Task to carry out
Repeat the data verbatim, images excluded.

Provided data
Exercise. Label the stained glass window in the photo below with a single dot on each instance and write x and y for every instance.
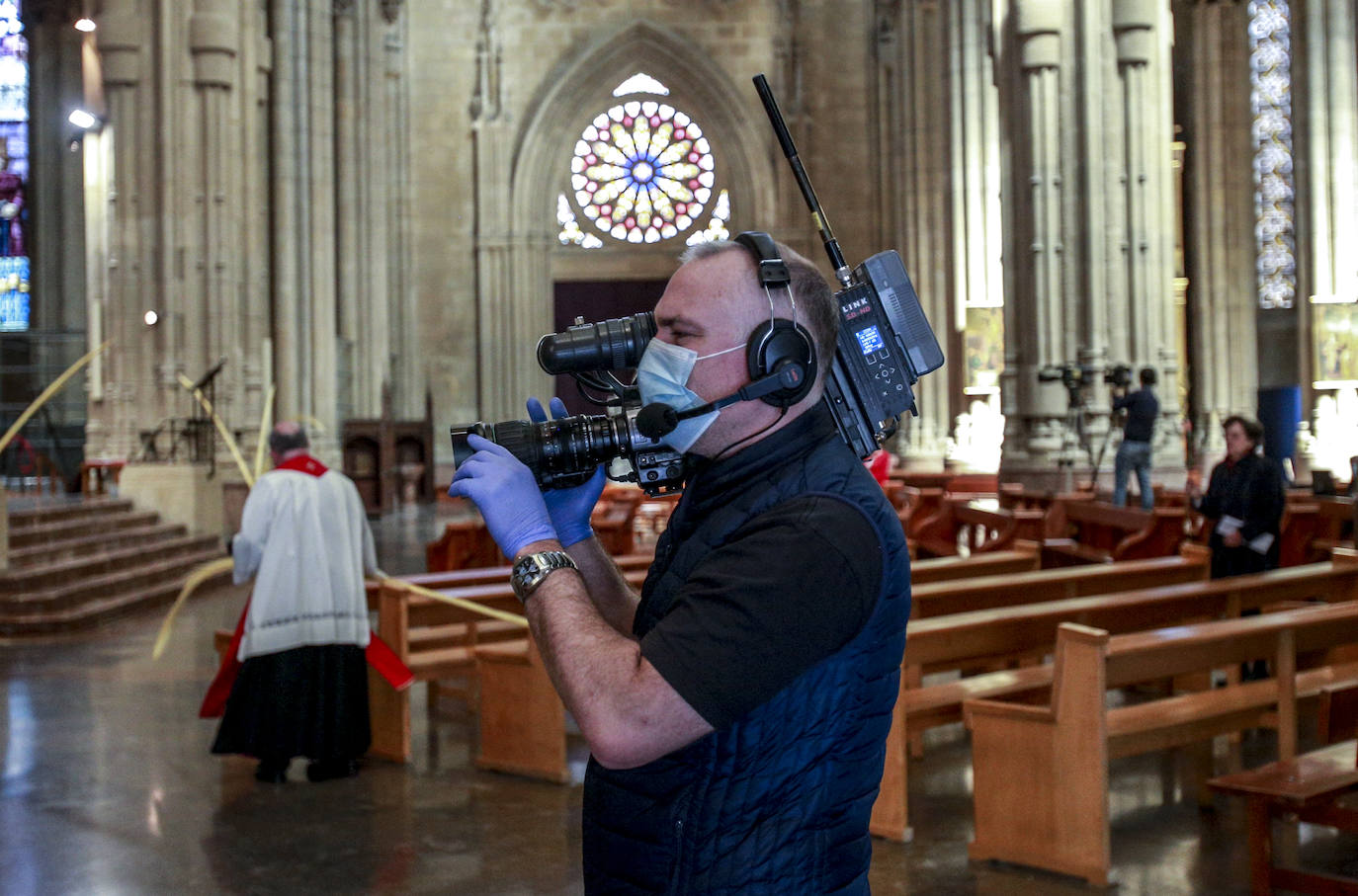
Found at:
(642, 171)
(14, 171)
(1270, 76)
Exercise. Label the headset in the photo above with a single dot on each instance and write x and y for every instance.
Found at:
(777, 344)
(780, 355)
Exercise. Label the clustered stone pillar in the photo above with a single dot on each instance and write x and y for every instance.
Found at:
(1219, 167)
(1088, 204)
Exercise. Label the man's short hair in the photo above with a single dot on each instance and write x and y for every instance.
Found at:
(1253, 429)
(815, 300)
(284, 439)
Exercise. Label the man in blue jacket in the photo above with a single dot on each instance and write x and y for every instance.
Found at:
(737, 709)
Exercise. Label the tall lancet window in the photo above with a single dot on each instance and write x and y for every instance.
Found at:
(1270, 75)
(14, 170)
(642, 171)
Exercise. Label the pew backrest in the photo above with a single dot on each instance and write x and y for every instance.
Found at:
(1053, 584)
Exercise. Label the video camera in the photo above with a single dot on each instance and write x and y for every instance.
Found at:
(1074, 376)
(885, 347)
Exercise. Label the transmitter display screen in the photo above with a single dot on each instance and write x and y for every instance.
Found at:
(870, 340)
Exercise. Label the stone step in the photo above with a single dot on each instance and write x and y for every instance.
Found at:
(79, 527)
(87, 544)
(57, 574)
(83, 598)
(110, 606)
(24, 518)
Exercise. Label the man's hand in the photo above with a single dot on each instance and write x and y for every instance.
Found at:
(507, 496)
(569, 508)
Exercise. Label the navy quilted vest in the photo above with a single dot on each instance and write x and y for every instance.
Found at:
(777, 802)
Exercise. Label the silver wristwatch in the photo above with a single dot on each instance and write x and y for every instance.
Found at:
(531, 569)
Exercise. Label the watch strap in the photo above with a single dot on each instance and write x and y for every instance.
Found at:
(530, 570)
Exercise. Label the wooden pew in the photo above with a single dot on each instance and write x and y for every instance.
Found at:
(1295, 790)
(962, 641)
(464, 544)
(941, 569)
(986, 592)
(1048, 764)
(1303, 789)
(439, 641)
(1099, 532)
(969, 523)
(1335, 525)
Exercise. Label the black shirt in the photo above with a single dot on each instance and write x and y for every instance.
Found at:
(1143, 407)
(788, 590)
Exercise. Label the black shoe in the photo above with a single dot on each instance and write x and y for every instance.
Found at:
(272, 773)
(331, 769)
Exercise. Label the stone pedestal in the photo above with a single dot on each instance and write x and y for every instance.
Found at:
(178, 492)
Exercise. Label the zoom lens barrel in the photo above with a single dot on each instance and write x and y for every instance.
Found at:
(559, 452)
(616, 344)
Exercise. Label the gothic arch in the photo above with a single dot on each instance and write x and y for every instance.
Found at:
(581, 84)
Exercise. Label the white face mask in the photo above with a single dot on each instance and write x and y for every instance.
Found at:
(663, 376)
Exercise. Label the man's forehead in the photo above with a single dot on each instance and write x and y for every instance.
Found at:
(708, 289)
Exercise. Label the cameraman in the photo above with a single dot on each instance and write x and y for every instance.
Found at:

Written reply
Exercise. Label the stained glass window in the photo below with a single dot on each instance and write x and y for every instance.
Found at:
(642, 171)
(14, 171)
(1270, 76)
Exercise. Label the headset in the photo above with a single dot on each instance and write x and y for every instance.
Found at:
(777, 344)
(780, 355)
Exercise. Label the clustered stone pillar in the photo above with a single dot on each instance and write x and y for every instance.
Found at:
(1219, 167)
(1088, 204)
Exercise. Label the man's short hair in the photo above with a single dot on each instance and write x and y for every instance.
Found at:
(1253, 429)
(815, 300)
(284, 439)
Exercise. Label the man in blue jacket in the photo above with a single dot on each instance and write x and y for every instance.
Found at:
(737, 709)
Exercise. Label the tall lancet window in the photo above with a single dot on each instance and write x and y for every instance.
Found at:
(1270, 75)
(14, 170)
(642, 171)
Exercise. Label the pew backrest in the photo above with a single dot on each instance and write x and y for every instance.
Found at:
(1053, 584)
Exercise. Label the video camera in the photo above with a single dot on each instance and write x and y for every instance.
Found at:
(1074, 376)
(885, 347)
Exercise. Label the transmitter display screen in the photo above with a single dot on each instance and write x and y for every instance.
Found at:
(870, 340)
Exercise. Label the stone step in the photo above with a single dot on each instance and write x and y for every instance.
Found at:
(79, 527)
(87, 544)
(57, 574)
(83, 598)
(110, 606)
(24, 518)
Exercise. Label the man's hand in the photo above with a single dot on each instance and write x and y for every instance.
Found at:
(507, 496)
(569, 508)
Exercise. Label the navy quilted vest in the photo above with a single dot on each instance and write x and y for every instance.
Found at:
(777, 802)
Exercise. Label the silver wristwatch in the photo above with a single dot on each instance and write x and y for every instance.
Found at:
(531, 569)
Exercise. Label the watch strap in the photo above with a single dot on each instance and write x and y for every instance.
Found at:
(530, 570)
Exercise. Label the wooden pew in the photo above with a single dot on each instance and write x and y for every instance.
Found at:
(1295, 790)
(962, 641)
(464, 544)
(941, 569)
(986, 592)
(1048, 764)
(1303, 789)
(439, 641)
(1099, 532)
(969, 523)
(1335, 525)
Exercise. Label the black shirt in the photo above with a single dot on each instance and write x and y for every instance.
Found at:
(1143, 407)
(788, 590)
Exercise. Label the black shoe in the photo above with a single dot on each instance and write x and y for every instance.
Found at:
(272, 773)
(331, 769)
Exercise. Label the stone pedestal in the photo above with a single dot on each instance and write x and y for every instance.
Found at:
(178, 492)
Exercise. Label the zoom lens barrel in the photo above with a single dot on each instance and write x and y for every instance.
Found at:
(559, 452)
(616, 344)
Exercise. Label the gothic arch in the photo above with a single dot on each instance and write x and y for every instance.
Found at:
(581, 84)
Exercise. Label the white face mask in the photo above with a single dot on each instance and write x and y for every instance.
Found at:
(663, 376)
Exercise. Label the man's forehead in the photo above with a single dot on each instance and write x and y for every instance.
Found at:
(708, 289)
Exercise. Label the cameraman in the photo above with a single dot on each instance and write x and y for every instance.
Found at:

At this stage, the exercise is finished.